* _Text_:

-------

Historically, the most common route of administration for delivering medications has been orally, which subjects the majority of the dose to liver degradation prior to entering the blood stream. This can be avoided though directly introducing the medication into the blood stream through a needle and syringe but it comes with its own potential complications and drawbacks. Research shows that properly prepared treatments delivered to the deep lung have substantially the same uptake as injectables.
The surface area of the lung alveoli, is equal in size to the surface area of a tennis court, thus making the lungs the human body's largest area of exposure to the outside world. This alveoli network is the perfect mechanism to introduce medication directly into the blood stream without the use of needles.
Deep lung delivery alleviates many of the problems inherent with traditional deliverables. The problems of low bioavailability, inconsistent delivered dose, and storage degradation are remedied by processing the API into dry powder Inhalables and sublingual formulations using KelSie’s proprietary CAN-BD Technology.
This technology was perfected for the delivery of pharmaceutical grade API’s by Dr. Robert Sievers during his successful completion of a $20 Million, 5-year grant funded by the Gates Foundation to develop an inhalable dry powder needleless measles vaccine, which can be self-administered without an experienced caregiver, in precisely measured doses, with a storage life of up to 4 years without electricity or refrigeration. The CAN-BD process produces stable micro-particles suitable for inhalation aerosol or sublingual delivery.
Dr. Robert Sievers is the founder and Chief Scientist of Sievers Biotech and is a nationally recognized authority on Aerosols with over 40 years’ experience as a Professor of Atmospheric Chemistry, researcher, and inventor credited with over 30 patents. Sievers Biotech has entered into a Worldwide Licensing Agreement with KelSie Biotech, LLC for the use of Sievers Biotech’s technology and intellectual property for the commercial development and use of its patented supercritical fluid nebulization and bubble drying process (“CAN-BD”), including, the creation of formulations for sale of finished products.
Conventionally, spray drying is simply used as a mechanism for drying a certain formulation. The resultant particle morphology is thus entirely determined by the combination of excipients included in the formulation, such as shell-formers and blowing agents, and is not affected by the spray drying process parameters. KelSie’s unique powder formation process provides a long-anticipated additional agent in controlling particle morphology, in conjunction with formulation, for a two-pronged approach. The process creates a homogenous mixture of liquid CO2 and feed solution, providing substantial vaporization energy for the atomization of droplets, and creating a droplet size distribution that is uniform and precisely controllable. The CAN-BD system was specifically engineered to produce particle sizes around three microns, ideal for pulmonary delivery, including nano-scale particles that are ideal for rapid dissolution.

-------

* _Task description_:
Update the part of the deep lung delivery text that opens with "Deep lung delivery" and closes with "or sublingual delivery.", putting "powdered" wherever "dry powder" appears. The material below comes from a different source.

* _Data shown_:
-------

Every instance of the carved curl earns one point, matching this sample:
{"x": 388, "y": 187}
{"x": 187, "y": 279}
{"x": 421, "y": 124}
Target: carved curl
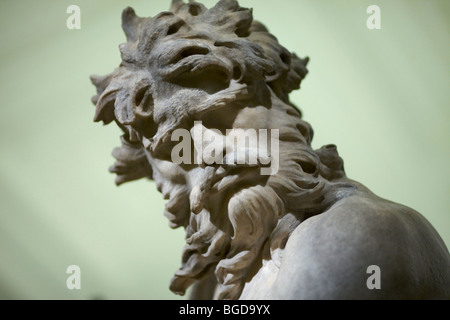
{"x": 160, "y": 86}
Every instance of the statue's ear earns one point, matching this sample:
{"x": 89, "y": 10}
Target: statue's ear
{"x": 176, "y": 5}
{"x": 131, "y": 162}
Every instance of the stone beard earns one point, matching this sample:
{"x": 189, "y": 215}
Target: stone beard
{"x": 302, "y": 231}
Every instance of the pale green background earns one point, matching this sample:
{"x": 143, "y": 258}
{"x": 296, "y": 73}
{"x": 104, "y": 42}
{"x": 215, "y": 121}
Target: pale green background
{"x": 382, "y": 96}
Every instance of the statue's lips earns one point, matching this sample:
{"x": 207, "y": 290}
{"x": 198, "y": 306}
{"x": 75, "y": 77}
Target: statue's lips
{"x": 196, "y": 65}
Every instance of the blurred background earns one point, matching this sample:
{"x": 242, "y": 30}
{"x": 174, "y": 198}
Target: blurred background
{"x": 382, "y": 96}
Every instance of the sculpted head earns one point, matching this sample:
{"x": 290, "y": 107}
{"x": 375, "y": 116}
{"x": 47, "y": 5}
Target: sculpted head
{"x": 215, "y": 69}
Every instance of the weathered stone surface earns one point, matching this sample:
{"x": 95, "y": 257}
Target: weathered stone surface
{"x": 305, "y": 231}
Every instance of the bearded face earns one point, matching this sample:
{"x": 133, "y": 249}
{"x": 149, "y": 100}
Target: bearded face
{"x": 210, "y": 70}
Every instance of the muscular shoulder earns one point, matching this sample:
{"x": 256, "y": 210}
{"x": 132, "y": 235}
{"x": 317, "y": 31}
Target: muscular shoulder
{"x": 328, "y": 255}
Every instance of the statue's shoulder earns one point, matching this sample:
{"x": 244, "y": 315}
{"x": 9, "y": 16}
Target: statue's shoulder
{"x": 332, "y": 255}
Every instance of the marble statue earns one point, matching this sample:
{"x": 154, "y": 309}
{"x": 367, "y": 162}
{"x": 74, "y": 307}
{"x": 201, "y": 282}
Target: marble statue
{"x": 271, "y": 219}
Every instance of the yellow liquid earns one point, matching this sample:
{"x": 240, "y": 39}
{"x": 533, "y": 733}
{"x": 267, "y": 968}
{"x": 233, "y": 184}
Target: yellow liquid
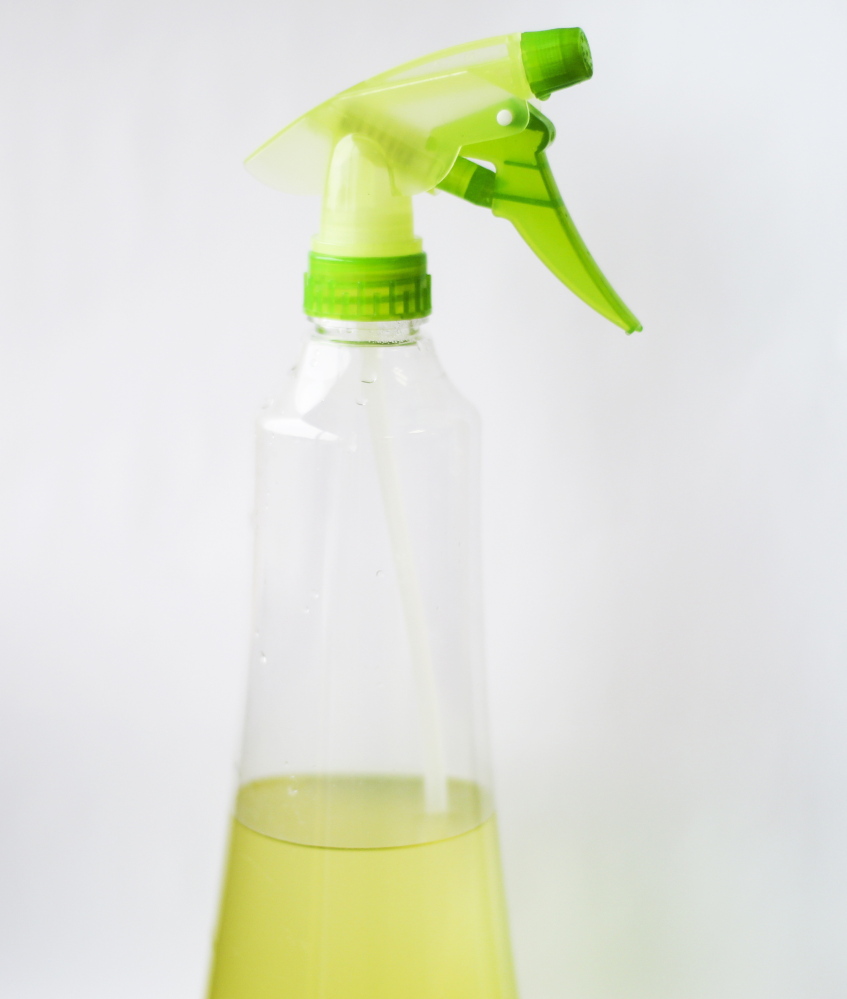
{"x": 365, "y": 918}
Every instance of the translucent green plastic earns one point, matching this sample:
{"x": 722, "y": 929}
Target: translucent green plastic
{"x": 371, "y": 148}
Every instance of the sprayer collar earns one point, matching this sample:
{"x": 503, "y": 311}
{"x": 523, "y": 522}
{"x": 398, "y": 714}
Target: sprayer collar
{"x": 367, "y": 288}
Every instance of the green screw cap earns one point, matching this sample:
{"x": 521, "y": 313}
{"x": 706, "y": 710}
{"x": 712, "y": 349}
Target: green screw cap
{"x": 555, "y": 59}
{"x": 367, "y": 288}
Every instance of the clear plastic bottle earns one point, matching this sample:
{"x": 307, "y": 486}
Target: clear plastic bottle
{"x": 364, "y": 860}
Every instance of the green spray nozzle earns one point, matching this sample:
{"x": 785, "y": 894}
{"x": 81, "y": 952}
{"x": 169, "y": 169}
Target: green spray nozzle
{"x": 422, "y": 126}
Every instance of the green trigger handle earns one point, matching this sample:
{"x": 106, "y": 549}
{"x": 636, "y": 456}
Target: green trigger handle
{"x": 522, "y": 189}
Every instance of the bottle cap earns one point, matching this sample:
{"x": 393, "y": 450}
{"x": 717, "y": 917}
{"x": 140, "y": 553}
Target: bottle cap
{"x": 366, "y": 289}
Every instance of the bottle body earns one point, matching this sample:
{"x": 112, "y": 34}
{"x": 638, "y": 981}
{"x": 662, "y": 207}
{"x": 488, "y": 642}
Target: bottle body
{"x": 364, "y": 859}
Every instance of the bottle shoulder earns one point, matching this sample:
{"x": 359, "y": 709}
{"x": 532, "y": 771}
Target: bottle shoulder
{"x": 337, "y": 389}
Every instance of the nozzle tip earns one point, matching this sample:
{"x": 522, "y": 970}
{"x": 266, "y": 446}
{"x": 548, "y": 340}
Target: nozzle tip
{"x": 555, "y": 59}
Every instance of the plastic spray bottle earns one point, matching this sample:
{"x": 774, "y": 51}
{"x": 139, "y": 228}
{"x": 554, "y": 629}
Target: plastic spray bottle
{"x": 363, "y": 859}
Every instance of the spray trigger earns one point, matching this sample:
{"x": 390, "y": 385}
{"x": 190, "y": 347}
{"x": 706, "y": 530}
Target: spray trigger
{"x": 523, "y": 190}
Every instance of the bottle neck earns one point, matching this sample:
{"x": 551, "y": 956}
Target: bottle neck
{"x": 374, "y": 334}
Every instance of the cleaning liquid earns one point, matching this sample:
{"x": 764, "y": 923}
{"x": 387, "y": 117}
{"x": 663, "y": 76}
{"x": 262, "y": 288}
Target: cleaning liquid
{"x": 347, "y": 888}
{"x": 363, "y": 859}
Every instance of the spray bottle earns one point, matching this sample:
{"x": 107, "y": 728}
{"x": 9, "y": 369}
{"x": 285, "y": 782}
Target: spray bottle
{"x": 363, "y": 859}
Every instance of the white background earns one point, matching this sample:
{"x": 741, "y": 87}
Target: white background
{"x": 666, "y": 549}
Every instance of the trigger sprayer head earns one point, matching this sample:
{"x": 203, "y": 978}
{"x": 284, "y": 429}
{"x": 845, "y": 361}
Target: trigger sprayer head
{"x": 433, "y": 123}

-------

* _Response_:
Deep lung delivery alleviates many of the problems inherent with traditional deliverables. The problems of low bioavailability, inconsistent delivered dose, and storage degradation are remedied by processing the API into powdered Inhalables and sublingual formulations using KelSie’s proprietary CAN-BD Technology.
This technology was perfected for the delivery of pharmaceutical grade API’s by Dr. Robert Sievers during his successful completion of a $20 Million, 5-year grant funded by the Gates Foundation to develop an inhalable powdered needleless measles vaccine, which can be self-administered without an experienced caregiver, in precisely measured doses, with a storage life of up to 4 years without electricity or refrigeration. The CAN-BD process produces stable micro-particles suitable for inhalation aerosol or sublingual delivery.